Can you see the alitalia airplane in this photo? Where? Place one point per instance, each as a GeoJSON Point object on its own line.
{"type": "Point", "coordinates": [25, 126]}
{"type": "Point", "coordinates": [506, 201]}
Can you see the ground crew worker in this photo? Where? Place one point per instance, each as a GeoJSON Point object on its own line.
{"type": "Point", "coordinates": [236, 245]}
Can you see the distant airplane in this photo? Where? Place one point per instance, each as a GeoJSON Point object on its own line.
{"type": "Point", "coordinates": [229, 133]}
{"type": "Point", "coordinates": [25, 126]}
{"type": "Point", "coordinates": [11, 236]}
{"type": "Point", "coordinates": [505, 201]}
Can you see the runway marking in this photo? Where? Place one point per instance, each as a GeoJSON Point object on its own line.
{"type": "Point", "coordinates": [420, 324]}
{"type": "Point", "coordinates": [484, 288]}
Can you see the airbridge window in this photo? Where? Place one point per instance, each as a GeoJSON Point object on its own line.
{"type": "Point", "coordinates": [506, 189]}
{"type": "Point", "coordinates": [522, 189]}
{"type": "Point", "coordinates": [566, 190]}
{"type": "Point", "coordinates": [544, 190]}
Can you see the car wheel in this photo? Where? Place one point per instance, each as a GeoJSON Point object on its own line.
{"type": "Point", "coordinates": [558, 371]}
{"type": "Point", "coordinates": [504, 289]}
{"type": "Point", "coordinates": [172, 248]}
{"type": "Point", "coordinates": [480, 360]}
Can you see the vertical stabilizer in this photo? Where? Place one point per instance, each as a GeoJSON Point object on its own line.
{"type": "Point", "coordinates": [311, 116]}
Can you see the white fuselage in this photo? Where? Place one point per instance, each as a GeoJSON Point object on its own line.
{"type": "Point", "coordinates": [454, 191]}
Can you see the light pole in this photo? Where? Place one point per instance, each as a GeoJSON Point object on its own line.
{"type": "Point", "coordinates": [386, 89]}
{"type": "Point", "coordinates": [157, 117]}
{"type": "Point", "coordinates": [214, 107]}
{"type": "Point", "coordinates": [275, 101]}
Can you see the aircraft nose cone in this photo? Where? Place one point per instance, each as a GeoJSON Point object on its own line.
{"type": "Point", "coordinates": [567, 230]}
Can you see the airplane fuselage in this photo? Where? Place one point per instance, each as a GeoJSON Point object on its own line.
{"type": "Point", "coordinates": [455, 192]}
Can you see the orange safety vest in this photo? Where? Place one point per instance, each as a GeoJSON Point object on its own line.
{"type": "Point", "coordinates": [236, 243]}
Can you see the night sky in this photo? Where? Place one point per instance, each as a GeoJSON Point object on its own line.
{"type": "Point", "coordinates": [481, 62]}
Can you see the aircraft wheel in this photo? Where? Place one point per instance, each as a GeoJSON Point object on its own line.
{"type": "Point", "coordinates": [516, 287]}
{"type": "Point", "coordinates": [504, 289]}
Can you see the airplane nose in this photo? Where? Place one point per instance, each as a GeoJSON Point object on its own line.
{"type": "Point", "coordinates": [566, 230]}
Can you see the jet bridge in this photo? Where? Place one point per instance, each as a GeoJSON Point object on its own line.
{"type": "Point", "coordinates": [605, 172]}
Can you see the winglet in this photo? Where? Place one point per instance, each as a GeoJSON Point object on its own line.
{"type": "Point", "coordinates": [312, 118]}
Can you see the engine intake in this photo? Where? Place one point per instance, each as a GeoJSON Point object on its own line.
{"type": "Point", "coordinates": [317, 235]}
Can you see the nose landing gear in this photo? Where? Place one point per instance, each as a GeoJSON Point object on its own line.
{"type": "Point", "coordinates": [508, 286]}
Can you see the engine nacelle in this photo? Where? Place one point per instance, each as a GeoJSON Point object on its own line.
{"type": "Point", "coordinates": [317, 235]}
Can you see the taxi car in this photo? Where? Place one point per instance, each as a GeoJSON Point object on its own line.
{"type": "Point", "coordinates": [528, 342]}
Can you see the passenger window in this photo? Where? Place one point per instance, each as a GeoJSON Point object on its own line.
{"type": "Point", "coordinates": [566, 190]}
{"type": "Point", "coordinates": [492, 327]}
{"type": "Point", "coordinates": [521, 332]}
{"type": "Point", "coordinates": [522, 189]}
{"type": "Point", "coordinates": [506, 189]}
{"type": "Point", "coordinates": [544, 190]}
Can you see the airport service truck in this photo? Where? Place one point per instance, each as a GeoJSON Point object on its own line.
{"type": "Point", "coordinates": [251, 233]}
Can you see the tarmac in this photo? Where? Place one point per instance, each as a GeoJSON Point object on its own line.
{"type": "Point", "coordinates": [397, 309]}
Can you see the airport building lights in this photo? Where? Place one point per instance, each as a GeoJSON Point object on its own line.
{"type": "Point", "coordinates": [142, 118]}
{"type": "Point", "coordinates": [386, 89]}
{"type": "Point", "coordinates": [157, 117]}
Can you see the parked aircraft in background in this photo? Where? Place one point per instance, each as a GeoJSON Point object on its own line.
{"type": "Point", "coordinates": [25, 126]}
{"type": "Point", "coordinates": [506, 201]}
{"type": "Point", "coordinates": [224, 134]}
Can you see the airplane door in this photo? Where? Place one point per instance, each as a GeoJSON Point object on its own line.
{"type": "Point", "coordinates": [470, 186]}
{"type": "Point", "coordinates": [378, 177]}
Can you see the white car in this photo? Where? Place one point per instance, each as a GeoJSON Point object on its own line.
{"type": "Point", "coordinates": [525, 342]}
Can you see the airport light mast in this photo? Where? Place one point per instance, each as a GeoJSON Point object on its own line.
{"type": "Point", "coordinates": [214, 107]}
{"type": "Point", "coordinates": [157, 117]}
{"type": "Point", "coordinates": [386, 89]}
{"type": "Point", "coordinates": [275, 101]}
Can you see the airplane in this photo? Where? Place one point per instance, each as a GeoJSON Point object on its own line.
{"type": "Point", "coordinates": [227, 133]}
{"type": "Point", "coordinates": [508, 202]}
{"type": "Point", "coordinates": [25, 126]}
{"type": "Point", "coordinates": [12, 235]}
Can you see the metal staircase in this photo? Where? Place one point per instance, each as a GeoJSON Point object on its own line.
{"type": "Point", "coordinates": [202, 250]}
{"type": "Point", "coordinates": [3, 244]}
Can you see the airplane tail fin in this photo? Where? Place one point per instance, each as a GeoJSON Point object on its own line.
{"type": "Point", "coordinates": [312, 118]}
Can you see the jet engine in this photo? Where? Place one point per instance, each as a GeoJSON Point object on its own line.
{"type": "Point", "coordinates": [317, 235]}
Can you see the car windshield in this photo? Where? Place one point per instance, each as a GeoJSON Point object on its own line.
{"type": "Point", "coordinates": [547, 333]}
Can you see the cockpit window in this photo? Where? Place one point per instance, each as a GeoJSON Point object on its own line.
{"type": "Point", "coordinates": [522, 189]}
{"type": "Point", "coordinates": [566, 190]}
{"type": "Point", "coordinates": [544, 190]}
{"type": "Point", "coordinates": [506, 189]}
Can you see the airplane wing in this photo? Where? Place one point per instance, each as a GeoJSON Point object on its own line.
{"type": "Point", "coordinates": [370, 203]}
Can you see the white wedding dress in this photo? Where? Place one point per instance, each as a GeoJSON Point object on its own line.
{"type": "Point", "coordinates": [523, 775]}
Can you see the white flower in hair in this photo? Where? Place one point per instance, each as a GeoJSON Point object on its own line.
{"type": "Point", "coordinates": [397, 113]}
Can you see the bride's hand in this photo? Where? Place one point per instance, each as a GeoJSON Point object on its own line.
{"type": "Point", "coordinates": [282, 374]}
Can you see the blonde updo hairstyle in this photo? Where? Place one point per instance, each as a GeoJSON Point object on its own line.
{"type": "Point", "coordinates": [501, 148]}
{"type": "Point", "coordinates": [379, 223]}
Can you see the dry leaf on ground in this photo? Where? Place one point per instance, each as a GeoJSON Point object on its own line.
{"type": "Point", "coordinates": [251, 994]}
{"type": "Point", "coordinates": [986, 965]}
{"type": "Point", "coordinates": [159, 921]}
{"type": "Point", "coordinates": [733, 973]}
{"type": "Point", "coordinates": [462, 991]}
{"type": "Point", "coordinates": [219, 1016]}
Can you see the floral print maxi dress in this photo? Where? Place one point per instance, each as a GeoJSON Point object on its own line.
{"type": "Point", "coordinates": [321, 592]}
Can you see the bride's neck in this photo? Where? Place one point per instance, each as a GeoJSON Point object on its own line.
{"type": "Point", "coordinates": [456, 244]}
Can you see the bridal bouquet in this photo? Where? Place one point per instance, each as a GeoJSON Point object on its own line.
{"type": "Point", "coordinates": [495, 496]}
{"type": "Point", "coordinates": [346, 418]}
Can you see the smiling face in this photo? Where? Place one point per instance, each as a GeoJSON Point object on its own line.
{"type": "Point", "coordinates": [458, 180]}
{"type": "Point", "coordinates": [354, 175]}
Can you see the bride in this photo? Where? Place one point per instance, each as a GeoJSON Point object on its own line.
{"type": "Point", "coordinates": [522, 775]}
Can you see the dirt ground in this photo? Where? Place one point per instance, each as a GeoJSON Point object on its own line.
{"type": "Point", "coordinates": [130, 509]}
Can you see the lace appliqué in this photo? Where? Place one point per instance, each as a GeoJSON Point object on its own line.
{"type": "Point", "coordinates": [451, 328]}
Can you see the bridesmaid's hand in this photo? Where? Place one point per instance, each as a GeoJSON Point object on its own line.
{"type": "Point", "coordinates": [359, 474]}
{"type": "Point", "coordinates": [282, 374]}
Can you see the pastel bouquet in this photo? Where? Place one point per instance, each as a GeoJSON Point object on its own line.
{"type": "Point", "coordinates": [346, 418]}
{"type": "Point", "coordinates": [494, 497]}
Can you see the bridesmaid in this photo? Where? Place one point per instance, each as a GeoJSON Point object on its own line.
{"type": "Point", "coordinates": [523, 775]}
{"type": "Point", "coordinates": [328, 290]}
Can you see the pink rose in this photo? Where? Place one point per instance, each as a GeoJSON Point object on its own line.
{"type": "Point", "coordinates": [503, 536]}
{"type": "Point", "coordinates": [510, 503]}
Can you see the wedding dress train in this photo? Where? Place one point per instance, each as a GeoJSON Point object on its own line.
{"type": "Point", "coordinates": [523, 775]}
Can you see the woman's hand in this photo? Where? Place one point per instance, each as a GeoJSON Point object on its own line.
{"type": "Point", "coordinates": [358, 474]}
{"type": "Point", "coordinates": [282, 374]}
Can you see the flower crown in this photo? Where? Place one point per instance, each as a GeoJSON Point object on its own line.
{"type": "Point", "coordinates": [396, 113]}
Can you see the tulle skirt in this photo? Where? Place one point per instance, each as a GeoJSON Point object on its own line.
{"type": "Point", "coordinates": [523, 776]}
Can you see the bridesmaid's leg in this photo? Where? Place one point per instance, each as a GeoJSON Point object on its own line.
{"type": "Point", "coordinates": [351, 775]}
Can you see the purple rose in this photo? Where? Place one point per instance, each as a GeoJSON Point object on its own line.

■ **Task to carry out**
Restate, word for word, the final stretch of the entries above: the line containing "Can you see the tulle" and every line after it, up to and including the last.

■ **Your response**
Can you see the tulle skirt in this photo? Where? Place one point per instance, each as a GeoJSON Point object on its own line.
{"type": "Point", "coordinates": [523, 776]}
Can you see the bridesmaid's leg in this photo? Where? Place one point per instance, each as a GeoJSON Point object on its own line.
{"type": "Point", "coordinates": [351, 775]}
Can you see the purple rose in this photo? Where? Place one point per instance, each as a GeoJSON Point object on its own line.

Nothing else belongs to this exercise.